# Textauszug:
Kommentar zur COP29 in Baku

Ein Armutszeugnis für die reiche Schweiz

29.11.2024, Klimagerechtigkeit

Nach der Klimakonferenz COP29 in Baku herrscht Fassungslosigkeit bei der internationalen Zivilgesellschaft und den ärmsten Ländern des Globalen Südens ob der brutalen Absage des Globalen Nordens an die Klimagerechtigkeit. Doch die Klimakrise läuft weiter und die Debatte zur Umsetzung in der Schweiz fängt erst an.

Delia Berner
Delia Berner

Expertin für internationale Klimapolitik

Ein Armutszeugnis für die reiche Schweiz

Teilnehmende aus dem Globalen Süden protestierten an der COP29 angesichts der ungenügenden Klimafinanzierung, andere waren schlicht entsetzt über die Verhinderungshaltung von Ländern wie der Schweiz. © Keystone / AP Photo / Rafiq Maqbool

Zwei Wochen lang kämpften die Länder des Globalen Südens in Baku um ein neues Klimafinanzierungsziel, das die Kosten aufgrund der Klimakrise gerecht verteilen und eine angemessene finanzielle Unterstützung aus dem Globalen Norden sichern würde. Sie bissen aber bei den reichen Ländern auf Granit. Die Konferenz befand sich bereits in der Überzeit, als die Vertreter:innen aus den ärmsten Ländern und aus den kleinen Inselstaaten ihre Verzweiflung und Wut über die ungenügende Bereitschaft aus dem Globalen Norden für höhere finanzielle Beiträge zum Ausdruck brachten. Sind sie doch durch den Anstieg des Meeresspiegels und weitere verheerende Auswirkungen der Klimaerwärmung bereits existenzieller Bedrohung ausgesetzt. Einige Stunden später waren sie gezwungen, einen kaum besseren Vorschlag anzunehmen, wollten sie irgendeinen Abschluss der Konferenz zur Klimafinanzierung haben.

# Bereitgestellte Datensätze:
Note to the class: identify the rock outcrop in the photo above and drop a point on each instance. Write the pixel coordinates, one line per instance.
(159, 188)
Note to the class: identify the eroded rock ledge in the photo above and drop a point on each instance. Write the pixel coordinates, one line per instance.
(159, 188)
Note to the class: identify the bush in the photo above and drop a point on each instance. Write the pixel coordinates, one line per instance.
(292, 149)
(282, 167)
* * *
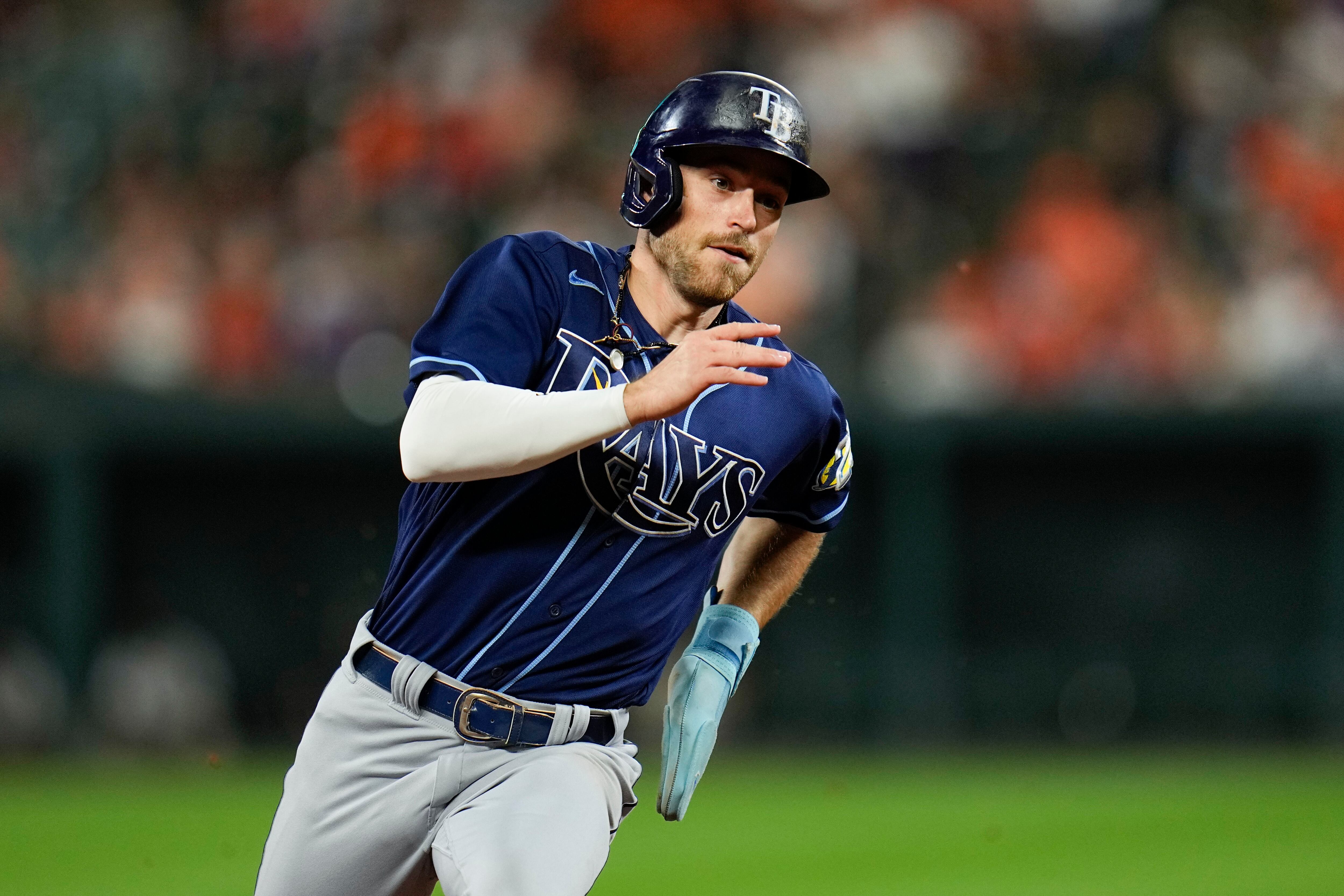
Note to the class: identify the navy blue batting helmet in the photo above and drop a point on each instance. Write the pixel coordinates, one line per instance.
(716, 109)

# Pflichtaufgaben:
**a)** Gib den Abschnitt des Kommentars zur COP29 von „29.11.2024, Klimagerechtigkeit“ bis „fängt erst an.“ unverändert aus.
**b)** Filtere die Datensätze und behalte nur die Zeilen, in denen die Zeichenfolge „line“ vorkommt. Groß- und Kleinschreibung ist dabei zu beachten.

# Ergebnisse der Aufgaben:
**a)**
29.11.2024, Klimagerechtigkeit

Nach der Klimakonferenz COP29 in Baku herrscht Fassungslosigkeit bei der internationalen Zivilgesellschaft und den ärmsten Ländern des Globalen Südens ob der brutalen Absage des Globalen Nordens an die Klimagerechtigkeit. Doch die Klimakrise läuft weiter und die Debatte zur Umsetzung in der Schweiz fängt erst an.

**b)**
Note to the class: identify the rock outcrop in the photo above and drop a point on each instance. Write the pixel coordinates, one line per instance.
Note to the class: identify the eroded rock ledge in the photo above and drop a point on each instance. Write the pixel coordinates, one line per instance.
Note to the class: identify the bush in the photo above and drop a point on each instance. Write the pixel coordinates, one line per instance.
Note to the class: identify the navy blue batting helmet in the photo above and drop a point on each instance. Write the pixel coordinates, one line per instance.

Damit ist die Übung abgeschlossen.